:: Document section

Valley Metro operates bus routes around the Phoenix area through private companies in Phoenix, Mesa, Tempe, Glendale, and other parts of Maricopa County. These include routes on city streets, suburban Express buses, RAPID buses, and circulators in parts of Phoenix, Glendale, Tempe, Mesa, Avondale, and Scottsdale.

===Light rail and streetcar===

Valley Metro Rail & Streetcar operates two light rail lines, the A Line and B Line, totaling 38.5 miles of track between the cities of Phoenix, Tempe, and Mesa. The system was most recently expanded with the opening of its South Central line in June 2025, with two additional extensions in the design or pre-construction phases, with expected opening dates ranging from 2028 to 2030. Future extensions include service to the Arizona State Capitol and Desert Sky Mall.

The S Line is a streetcar extension of the system. It serves 14 stops across three miles of track serving various parts of the city's downtown, as well as the Tempe campus of Arizona State University, with the A Line.

===Paratransit===
Valley Metro provides paratransit service for eligible residents through a combination of operators:

- Valley Metro Paratransit (contracted by the RPTA and operated by MTM Transit)
- Phoenix Dial-A-Ride (contracted by the City of Phoenix and operated by MV Transportation)

::::
:: Study material

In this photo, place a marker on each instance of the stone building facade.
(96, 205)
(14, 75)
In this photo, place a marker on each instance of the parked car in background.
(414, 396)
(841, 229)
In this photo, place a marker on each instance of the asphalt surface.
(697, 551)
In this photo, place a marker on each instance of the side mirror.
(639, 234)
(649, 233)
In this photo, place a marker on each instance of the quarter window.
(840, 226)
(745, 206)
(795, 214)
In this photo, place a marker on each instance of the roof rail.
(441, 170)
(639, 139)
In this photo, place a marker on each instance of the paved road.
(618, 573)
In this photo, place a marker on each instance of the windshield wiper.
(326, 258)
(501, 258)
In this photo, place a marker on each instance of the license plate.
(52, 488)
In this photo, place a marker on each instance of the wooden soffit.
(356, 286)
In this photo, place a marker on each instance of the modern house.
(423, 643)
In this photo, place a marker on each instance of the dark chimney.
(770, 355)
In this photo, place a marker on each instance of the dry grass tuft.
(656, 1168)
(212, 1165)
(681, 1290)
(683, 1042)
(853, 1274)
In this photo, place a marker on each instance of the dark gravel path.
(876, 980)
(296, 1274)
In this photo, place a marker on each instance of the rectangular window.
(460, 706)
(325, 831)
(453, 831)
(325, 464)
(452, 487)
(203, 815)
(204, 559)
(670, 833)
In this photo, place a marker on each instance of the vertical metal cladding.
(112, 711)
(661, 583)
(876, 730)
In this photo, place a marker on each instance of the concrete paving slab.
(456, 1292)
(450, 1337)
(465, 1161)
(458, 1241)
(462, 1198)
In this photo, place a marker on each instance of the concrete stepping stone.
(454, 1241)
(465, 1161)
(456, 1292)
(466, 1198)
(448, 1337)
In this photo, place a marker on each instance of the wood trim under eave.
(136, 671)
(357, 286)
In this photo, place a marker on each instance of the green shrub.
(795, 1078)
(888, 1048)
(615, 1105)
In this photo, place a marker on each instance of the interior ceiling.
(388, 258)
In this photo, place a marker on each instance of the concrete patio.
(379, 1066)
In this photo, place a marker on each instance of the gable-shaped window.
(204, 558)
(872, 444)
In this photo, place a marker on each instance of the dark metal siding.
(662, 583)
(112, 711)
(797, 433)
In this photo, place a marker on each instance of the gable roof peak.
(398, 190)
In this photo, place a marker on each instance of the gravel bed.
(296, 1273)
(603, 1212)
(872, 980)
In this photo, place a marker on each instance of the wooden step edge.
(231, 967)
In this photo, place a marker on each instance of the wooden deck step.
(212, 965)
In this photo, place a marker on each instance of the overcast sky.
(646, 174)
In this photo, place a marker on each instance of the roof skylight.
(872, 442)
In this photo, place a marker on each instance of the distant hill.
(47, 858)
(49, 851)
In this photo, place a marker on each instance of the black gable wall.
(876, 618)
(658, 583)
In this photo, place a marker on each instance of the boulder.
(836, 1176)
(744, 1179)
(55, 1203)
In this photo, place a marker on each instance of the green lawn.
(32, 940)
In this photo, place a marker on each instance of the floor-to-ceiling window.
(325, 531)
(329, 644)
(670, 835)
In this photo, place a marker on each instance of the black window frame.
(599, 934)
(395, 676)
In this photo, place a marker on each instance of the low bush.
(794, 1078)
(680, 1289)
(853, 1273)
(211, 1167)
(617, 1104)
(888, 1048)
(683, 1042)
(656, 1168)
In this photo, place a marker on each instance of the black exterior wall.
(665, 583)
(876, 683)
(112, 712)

::::

Activity: According to the Valley Metro text, which company operates Phoenix Dial-A-Ride?

Answer space: MV Transportation